#### [REQUIREMENT]
Copy each of the items below word for word, leaving out the pictures.

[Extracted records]
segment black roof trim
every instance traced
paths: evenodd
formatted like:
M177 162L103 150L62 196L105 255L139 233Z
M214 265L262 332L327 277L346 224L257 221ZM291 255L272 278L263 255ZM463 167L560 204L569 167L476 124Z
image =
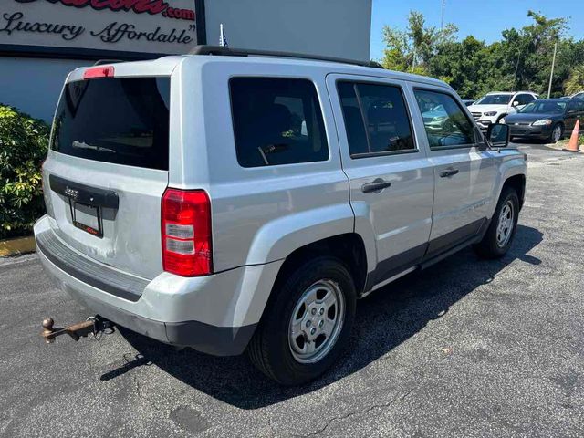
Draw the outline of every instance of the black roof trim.
M322 57L319 55L310 55L305 53L279 52L272 50L256 50L250 48L231 48L223 46L195 46L189 55L214 55L220 57L290 57L297 59L311 59L315 61L338 62L340 64L350 64L353 66L371 67L374 68L383 68L375 61L360 61L357 59L346 59L343 57Z

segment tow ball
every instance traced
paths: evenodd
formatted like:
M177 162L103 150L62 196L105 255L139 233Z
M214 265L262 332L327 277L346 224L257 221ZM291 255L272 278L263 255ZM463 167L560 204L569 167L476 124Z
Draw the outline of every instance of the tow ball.
M43 320L43 332L41 335L47 344L52 344L55 342L55 339L61 335L69 335L73 340L79 340L81 338L93 334L93 336L99 339L99 335L104 332L112 333L114 328L113 322L99 315L89 317L83 322L78 322L77 324L71 324L67 327L55 328L53 327L54 325L55 321L52 318L47 318Z

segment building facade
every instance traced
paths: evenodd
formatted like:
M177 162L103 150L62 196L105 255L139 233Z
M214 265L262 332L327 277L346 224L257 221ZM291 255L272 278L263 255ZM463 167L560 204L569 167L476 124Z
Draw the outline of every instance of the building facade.
M0 103L50 120L63 80L99 59L219 44L366 60L371 0L2 0Z

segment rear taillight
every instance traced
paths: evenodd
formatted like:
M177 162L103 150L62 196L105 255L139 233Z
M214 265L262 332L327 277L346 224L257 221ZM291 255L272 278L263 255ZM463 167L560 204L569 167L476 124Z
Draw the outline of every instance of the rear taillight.
M182 276L211 274L211 202L207 193L166 189L162 219L163 269Z
M83 73L84 79L94 79L96 78L113 78L115 74L113 66L99 66L88 68Z

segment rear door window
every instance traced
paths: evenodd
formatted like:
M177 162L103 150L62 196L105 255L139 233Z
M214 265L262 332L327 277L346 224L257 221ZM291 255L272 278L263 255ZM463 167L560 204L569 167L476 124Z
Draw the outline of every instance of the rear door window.
M415 150L400 87L339 81L337 89L351 157Z
M65 86L51 149L67 155L168 170L169 78L99 78Z
M312 82L233 78L229 86L235 151L241 166L328 159L322 111Z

#### [RESULT]
segment black roof trim
every instance traced
paths: evenodd
formatted like:
M177 162L103 150L62 196L105 255L139 233Z
M214 265L262 332L327 277L346 224L257 221ZM291 255L272 278L263 255ZM463 167L560 204L569 167L476 124Z
image =
Draw the outline of every instance of the black roof trim.
M322 57L319 55L310 55L305 53L279 52L272 50L256 50L250 48L231 48L223 46L195 46L189 55L214 55L220 57L290 57L297 59L311 59L315 61L338 62L340 64L350 64L353 66L371 67L374 68L383 68L375 61L360 61L357 59L346 59L343 57Z

segment tow ball
every instance traced
paths: evenodd
formatted like:
M177 162L103 150L62 196L105 255L139 233Z
M214 265L262 332L327 277L346 224L257 221ZM291 255L272 278L263 255ZM463 167L560 204L569 167L476 124Z
Draw the outline of every instance of the tow ball.
M43 320L43 332L41 335L47 344L52 344L55 342L55 339L61 335L69 335L73 340L79 340L81 338L93 334L93 336L99 339L99 335L104 332L112 333L114 328L113 322L99 315L89 317L83 322L78 322L77 324L71 324L67 327L55 328L53 327L54 325L55 321L52 318L47 318Z

segment building facade
every instance traced
paths: evenodd
formatted like:
M177 162L103 150L62 196L105 255L139 233Z
M214 265L262 332L327 277L346 224L257 221ZM291 255L272 278L263 255ZM463 167L560 204L569 167L476 124Z
Draw the outline of every instance of the building facade.
M0 103L50 120L63 80L99 59L219 44L366 60L371 0L2 0Z

segment rear taillight
every instance traced
paths: evenodd
formatted like:
M177 162L103 150L62 196L105 255L139 233Z
M214 265L262 332L327 277L346 224L257 221ZM291 255L272 278L263 255ZM463 167L560 204L569 167L476 124Z
Draw the outline of every instance of the rear taillight.
M182 276L211 274L211 202L207 193L166 189L162 219L163 269Z
M83 73L84 79L94 79L96 78L113 78L115 74L113 66L99 66L88 68Z

segment rear door window
every instance traced
paths: evenodd
formatted like:
M177 162L103 150L62 196L105 255L139 233Z
M214 265L262 332L327 277L346 224L257 221ZM291 255L272 278L263 255ZM463 167L560 204L569 167L476 124Z
Draw the outline of every instance of the rear door window.
M415 150L400 87L339 81L337 89L351 157Z
M65 86L51 149L67 155L168 170L169 78L99 78Z
M312 82L233 78L229 86L235 151L241 166L328 159L322 111Z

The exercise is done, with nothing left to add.